* _TASK PROMPT_
Repeat the lines below exactly as written, please, from the line with "For each instance of the flat" to the line with "For each instance of the grassy", both lines included, and no others.

--- --- ---

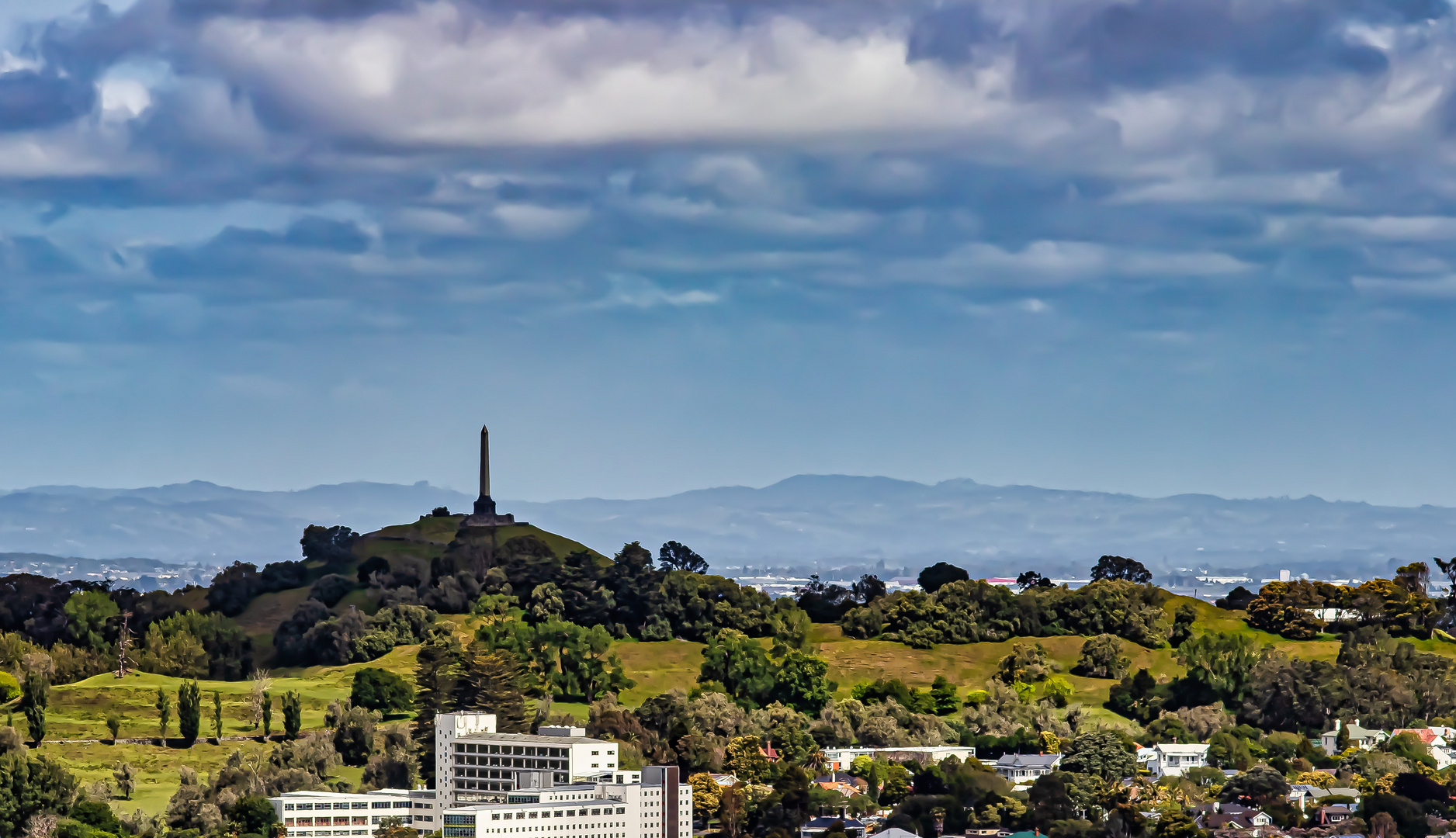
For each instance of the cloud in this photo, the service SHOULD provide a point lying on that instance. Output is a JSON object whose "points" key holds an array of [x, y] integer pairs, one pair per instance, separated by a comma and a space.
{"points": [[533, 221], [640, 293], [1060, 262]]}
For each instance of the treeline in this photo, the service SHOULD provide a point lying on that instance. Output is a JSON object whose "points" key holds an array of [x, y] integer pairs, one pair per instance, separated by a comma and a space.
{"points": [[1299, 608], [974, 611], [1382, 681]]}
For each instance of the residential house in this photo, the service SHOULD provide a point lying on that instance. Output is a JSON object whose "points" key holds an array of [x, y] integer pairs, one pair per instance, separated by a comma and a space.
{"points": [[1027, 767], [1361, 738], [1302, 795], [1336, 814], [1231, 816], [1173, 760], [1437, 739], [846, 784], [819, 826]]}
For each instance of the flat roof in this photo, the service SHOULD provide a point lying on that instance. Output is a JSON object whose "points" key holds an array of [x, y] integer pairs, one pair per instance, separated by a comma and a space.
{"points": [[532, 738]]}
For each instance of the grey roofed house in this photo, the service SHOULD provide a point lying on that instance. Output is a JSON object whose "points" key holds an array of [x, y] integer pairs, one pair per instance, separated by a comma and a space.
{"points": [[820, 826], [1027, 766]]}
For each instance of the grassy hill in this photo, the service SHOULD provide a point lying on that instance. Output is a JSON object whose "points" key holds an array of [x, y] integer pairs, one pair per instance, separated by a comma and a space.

--- --- ---

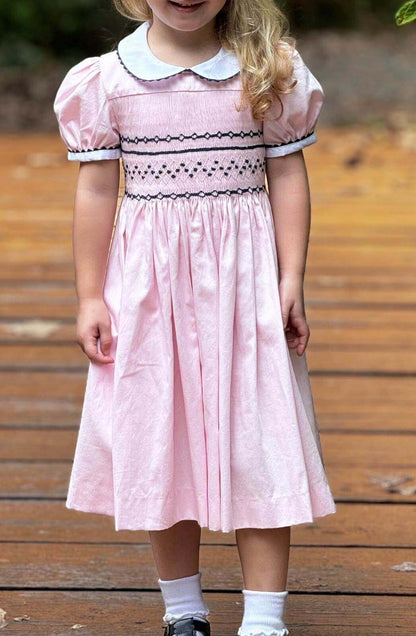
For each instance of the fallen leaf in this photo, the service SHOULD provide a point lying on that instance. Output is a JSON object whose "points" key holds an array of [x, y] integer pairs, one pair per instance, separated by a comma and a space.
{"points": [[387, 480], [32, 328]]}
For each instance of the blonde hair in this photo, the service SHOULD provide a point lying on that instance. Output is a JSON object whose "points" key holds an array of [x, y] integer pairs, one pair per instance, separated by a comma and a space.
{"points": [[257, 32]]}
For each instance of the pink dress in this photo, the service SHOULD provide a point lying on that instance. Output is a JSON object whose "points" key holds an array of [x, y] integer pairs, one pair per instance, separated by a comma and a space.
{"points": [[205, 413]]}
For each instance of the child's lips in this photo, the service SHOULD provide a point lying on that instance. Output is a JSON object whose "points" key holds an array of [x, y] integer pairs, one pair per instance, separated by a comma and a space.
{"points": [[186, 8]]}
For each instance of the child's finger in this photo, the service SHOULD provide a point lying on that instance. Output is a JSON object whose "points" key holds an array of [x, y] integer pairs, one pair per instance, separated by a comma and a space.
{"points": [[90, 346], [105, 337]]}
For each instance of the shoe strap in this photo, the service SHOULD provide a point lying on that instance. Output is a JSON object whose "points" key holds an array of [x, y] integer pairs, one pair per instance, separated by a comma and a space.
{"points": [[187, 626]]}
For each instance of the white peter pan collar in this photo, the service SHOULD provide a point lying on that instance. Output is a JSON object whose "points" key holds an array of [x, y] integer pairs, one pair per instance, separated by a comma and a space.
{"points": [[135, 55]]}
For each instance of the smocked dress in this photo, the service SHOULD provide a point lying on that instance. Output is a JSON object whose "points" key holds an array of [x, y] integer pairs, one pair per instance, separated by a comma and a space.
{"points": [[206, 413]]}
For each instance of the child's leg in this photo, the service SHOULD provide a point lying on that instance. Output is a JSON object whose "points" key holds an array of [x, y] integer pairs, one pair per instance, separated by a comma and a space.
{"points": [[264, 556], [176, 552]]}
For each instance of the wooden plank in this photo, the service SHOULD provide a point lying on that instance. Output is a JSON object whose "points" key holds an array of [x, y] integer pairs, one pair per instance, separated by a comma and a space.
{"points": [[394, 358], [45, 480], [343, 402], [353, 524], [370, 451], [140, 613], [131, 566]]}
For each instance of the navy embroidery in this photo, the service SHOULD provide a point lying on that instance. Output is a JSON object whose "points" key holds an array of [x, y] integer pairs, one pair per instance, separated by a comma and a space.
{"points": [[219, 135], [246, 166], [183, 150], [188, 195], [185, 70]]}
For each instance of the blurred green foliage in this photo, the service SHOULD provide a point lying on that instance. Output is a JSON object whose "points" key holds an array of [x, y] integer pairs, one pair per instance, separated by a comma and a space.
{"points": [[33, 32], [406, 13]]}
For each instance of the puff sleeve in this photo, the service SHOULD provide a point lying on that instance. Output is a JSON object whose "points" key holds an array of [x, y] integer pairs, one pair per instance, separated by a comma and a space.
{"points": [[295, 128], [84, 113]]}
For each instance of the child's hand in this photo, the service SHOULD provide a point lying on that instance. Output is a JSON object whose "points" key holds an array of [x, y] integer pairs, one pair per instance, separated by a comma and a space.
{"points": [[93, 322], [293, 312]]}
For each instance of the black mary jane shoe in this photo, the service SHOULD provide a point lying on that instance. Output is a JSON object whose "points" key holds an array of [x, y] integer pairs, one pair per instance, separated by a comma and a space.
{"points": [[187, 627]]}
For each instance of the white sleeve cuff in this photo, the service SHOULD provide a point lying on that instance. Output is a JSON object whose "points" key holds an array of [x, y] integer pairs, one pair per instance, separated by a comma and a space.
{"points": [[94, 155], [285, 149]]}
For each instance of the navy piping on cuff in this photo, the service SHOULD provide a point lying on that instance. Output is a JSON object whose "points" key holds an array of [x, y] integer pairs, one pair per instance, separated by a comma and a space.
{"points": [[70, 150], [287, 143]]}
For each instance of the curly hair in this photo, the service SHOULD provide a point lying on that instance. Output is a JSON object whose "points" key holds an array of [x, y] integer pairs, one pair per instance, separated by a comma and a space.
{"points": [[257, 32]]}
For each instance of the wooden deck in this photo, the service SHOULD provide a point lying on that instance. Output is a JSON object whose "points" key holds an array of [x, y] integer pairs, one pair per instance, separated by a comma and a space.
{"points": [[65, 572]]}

--- --- ---

* _RESULT OF THE EXERCISE_
For each instance of the flat roof in this photo, the service SHOULD provide a point lying on that instance. Output is a JSON object whose "points" key holds an array of [x, y] integer pairs, one pair per instance, separated by a comma and a space.
{"points": [[532, 738]]}
For each instance of the grey roofed house in this photo, the service SHOULD provide a point lying on that instance. Output is a JSON object whose "points" key holds an array of [x, y] integer pairs, one pair per instance, separated by a comma and a space.
{"points": [[820, 826], [1027, 766]]}
For each instance of the grassy hill in this photo, the service SHOULD provide a point lying on that instance. Output is a JSON object whose "points" key holds an array of [x, y] integer pairs, one pair per instance, separated by a comma and a space.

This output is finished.